→ **SHORT PROBLEM**: Can you copy out every item below with "Crowdworker instructions" changed to "Annotator instructions", nothing else altered, and the pictures left out?

** BEGIN **

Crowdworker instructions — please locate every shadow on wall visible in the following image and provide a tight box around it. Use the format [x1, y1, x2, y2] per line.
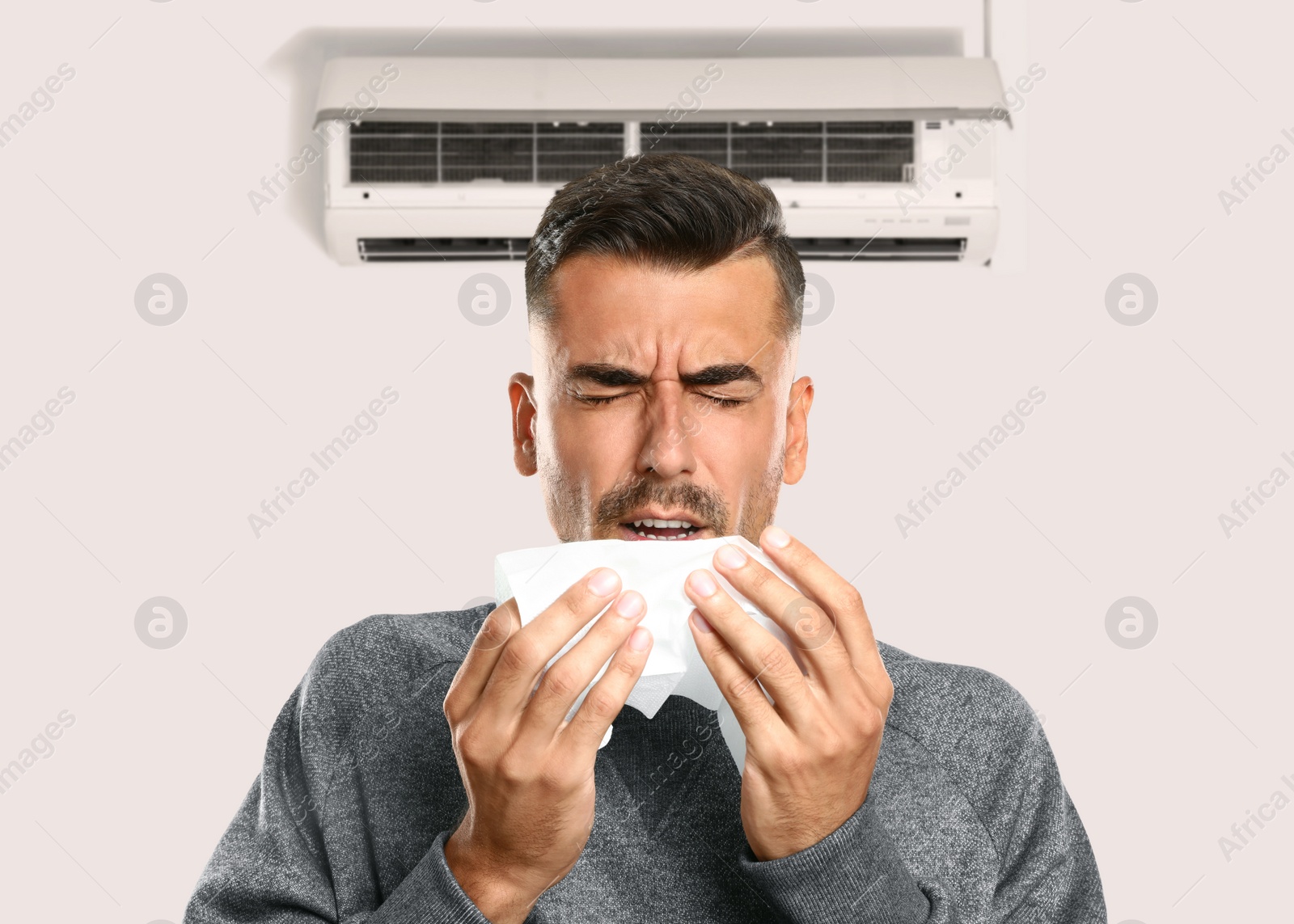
[268, 26, 964, 250]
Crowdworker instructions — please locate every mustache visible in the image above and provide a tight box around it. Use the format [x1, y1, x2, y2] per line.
[598, 478, 729, 525]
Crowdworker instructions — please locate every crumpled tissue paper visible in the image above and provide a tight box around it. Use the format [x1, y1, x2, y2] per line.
[494, 536, 805, 773]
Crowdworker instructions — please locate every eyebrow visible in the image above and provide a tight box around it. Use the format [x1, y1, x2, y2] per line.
[567, 362, 763, 388]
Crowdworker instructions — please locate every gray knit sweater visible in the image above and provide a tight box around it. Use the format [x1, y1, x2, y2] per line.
[184, 605, 1106, 924]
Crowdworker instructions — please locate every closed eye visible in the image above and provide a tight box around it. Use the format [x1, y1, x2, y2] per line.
[576, 392, 746, 407]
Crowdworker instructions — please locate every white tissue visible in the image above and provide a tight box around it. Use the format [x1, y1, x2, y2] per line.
[494, 536, 805, 773]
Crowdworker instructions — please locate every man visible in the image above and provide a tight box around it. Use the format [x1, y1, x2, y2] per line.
[185, 154, 1105, 924]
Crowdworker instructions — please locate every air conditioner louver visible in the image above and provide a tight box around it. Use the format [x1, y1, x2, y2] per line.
[318, 53, 1011, 265]
[351, 121, 625, 184]
[642, 121, 915, 183]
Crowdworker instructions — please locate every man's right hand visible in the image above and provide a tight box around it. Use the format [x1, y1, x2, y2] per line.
[444, 568, 651, 924]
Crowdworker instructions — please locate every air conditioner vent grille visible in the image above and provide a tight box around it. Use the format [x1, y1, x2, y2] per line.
[351, 121, 625, 184]
[349, 121, 916, 184]
[358, 237, 966, 263]
[642, 121, 916, 183]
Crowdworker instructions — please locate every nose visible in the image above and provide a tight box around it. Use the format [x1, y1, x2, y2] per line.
[638, 382, 700, 479]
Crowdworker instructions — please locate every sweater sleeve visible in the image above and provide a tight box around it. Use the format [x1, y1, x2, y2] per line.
[740, 669, 1106, 924]
[184, 686, 489, 924]
[992, 711, 1106, 924]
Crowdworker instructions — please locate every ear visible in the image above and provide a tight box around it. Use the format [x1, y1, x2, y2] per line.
[781, 375, 813, 484]
[507, 373, 539, 476]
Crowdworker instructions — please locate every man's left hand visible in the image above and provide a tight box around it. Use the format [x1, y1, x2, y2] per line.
[684, 527, 894, 861]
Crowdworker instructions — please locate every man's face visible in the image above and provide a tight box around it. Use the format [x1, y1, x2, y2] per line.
[509, 248, 813, 543]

** END **

→ **WRITTEN REPLY**:
Annotator instructions — please locate every shadow on wall visible in the following image and provide a tight box around it. Use the format [x1, y1, x2, y2] per line.
[268, 26, 964, 250]
Annotator instructions — please locate every mustache visible in the image above and provide a tight box around it. Use the format [x1, y1, x2, y2] per line.
[598, 478, 729, 525]
Annotator instructions — please locate every crumpled tissue paper visible in the image above and provide a tight box around it. Use the format [x1, y1, x2, y2] per line.
[494, 536, 805, 773]
Annotator instructions — please locate every eyebrow visible in the image above and provide a tight box around it. Use the format [x1, y1, x2, y2] per line.
[567, 362, 763, 388]
Annotator instructions — please locate every gray knit sweater visible in the image above and provide a tight box around it. Use the format [x1, y1, x2, y2] per line.
[184, 605, 1106, 924]
Annotator instructions — please locate every closed eye visible in the image above and provide a tight box around it. Use the format [x1, y1, x2, y2] per line.
[576, 392, 746, 407]
Annotator instructions — please locate every white tissue visible in the image above and provide a tight box around it. Use the format [x1, y1, x2, y2] per line.
[494, 536, 805, 773]
Annotator instructions — please locate every man visible in the image above and provide a tight box around it. Use the format [x1, y1, x2, y2] per line.
[185, 154, 1105, 924]
Annotator instructions — please locate every air conditioner louver visible in the image above and provide a tight box around it. Use the format [x1, y1, x2, y2] per line.
[318, 53, 1011, 265]
[351, 121, 625, 184]
[642, 121, 915, 183]
Annotator instructions — please locate every man's right hand visible in the image above and provide a tight box around it. Use the format [x1, y1, x2, y2] per line.
[444, 568, 651, 924]
Annotator instructions — please locate every air conditioner vent grille visible in the image above and provide a tight box around it. Use the format [x1, y1, x2, y2] per line.
[351, 121, 625, 184]
[349, 121, 916, 184]
[358, 237, 966, 263]
[642, 121, 916, 183]
Annotator instructions — please locate every nose visible in the image above and provide a tight box around it. Use the format [x1, y1, x2, y2] per line.
[638, 382, 700, 479]
Annotator instructions — please locate every sweater sleeve visible in the image above and provide a tight box around it. Use the format [x1, y1, x2, y2] per line.
[740, 669, 1106, 924]
[184, 686, 489, 924]
[992, 711, 1106, 924]
Annotator instructions — please locate every ear visible in the image above and provide a tight box around it. Use the format [x1, y1, x2, y2] per line.
[781, 375, 813, 484]
[507, 373, 539, 476]
Annotator instructions — please locate every man's left hand visible in the image above and provide a tight box around it. Use the format [x1, y1, x2, y2] per line.
[684, 527, 894, 861]
Annotator instructions — please locate every man's face visible in the image above and provide a tight box around it. Use the format [x1, y1, x2, y2] per line.
[509, 248, 813, 543]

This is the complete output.